Stored entries
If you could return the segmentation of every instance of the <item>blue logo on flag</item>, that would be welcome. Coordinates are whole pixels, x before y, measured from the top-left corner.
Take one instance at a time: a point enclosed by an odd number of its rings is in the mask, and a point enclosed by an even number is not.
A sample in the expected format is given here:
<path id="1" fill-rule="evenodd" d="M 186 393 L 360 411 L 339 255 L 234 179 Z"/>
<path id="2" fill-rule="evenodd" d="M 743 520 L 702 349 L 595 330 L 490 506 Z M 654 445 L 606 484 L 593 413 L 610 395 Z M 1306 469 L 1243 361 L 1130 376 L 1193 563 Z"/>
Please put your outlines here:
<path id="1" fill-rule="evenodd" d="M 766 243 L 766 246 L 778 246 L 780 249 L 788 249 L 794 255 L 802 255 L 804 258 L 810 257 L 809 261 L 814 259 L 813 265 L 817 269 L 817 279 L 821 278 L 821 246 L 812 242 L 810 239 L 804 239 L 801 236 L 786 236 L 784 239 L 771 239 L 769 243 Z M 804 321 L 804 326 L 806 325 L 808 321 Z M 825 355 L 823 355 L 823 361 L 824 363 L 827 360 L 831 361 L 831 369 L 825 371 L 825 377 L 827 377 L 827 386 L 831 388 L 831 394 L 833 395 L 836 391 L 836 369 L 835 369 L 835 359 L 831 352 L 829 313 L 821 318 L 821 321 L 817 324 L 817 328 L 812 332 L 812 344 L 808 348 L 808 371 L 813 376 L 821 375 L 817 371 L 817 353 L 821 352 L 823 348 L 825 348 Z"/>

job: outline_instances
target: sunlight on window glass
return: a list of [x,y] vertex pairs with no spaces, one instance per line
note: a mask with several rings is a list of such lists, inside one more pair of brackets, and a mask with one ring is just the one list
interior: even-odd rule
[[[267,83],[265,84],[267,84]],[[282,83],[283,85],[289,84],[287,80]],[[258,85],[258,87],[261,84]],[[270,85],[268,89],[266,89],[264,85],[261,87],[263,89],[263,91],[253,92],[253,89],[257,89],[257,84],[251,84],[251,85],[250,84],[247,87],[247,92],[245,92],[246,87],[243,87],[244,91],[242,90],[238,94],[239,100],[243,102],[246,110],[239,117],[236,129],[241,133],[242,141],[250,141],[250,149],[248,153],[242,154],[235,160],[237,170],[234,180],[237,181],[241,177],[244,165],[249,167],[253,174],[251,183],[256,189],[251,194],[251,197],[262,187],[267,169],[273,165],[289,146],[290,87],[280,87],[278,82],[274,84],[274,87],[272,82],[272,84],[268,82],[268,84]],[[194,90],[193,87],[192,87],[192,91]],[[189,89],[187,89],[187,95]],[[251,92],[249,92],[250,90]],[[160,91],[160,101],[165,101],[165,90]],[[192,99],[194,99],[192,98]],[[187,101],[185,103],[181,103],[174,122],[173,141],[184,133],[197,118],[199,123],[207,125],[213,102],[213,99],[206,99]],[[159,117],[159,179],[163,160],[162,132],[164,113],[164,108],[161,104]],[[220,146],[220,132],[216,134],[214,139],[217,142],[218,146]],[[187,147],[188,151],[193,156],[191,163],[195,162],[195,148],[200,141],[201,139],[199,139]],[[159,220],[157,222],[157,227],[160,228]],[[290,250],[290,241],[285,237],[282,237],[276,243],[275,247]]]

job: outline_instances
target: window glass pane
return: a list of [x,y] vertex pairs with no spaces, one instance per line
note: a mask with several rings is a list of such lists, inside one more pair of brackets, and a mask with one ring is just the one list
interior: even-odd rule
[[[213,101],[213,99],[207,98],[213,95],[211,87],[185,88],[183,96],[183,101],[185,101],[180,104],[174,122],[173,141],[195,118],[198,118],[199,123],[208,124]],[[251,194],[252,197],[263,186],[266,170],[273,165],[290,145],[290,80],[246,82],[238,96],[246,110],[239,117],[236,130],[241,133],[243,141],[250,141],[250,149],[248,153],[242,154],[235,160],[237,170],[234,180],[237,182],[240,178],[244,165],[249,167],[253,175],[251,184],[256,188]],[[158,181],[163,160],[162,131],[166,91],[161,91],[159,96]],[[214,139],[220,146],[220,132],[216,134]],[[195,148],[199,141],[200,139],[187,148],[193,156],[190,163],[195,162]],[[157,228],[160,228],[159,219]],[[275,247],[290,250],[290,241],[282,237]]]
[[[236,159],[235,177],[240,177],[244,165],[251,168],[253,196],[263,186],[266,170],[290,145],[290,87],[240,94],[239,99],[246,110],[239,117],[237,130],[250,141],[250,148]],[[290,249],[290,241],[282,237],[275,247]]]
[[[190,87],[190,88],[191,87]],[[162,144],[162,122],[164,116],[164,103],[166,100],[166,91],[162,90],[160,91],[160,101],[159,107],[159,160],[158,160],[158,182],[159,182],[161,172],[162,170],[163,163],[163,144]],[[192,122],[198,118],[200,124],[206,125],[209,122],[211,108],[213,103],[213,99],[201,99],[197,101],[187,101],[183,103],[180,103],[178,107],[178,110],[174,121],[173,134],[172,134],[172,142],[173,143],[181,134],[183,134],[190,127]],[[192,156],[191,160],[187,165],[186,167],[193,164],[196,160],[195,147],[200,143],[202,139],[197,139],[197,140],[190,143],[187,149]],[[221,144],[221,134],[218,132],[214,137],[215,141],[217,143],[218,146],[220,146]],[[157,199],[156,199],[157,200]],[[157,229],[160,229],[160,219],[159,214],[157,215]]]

Required work
Starting at the beginning of the records and ending at the line containing "Please put your", write those lines out again with "top-left corner" switched to "upper-left corner" and nothing else altered.

Response to this exercise
If you could return the segmentation of every instance of the <item>blue logo on flag</item>, that would be welcome. Coordinates are whole pixels, x before y, measured from the upper-left corner.
Take one instance at a time: a point enclosed by an odd number of its rings is in the mask, and a point enclosed by an even number is not.
A sample in the expected format is given here:
<path id="1" fill-rule="evenodd" d="M 186 393 L 360 411 L 339 255 L 234 179 Z"/>
<path id="2" fill-rule="evenodd" d="M 743 520 L 702 349 L 595 330 L 490 506 Z M 654 445 L 606 484 L 593 413 L 610 395 Z M 1306 469 L 1243 361 L 1130 376 L 1193 563 Z"/>
Please put your outlines here:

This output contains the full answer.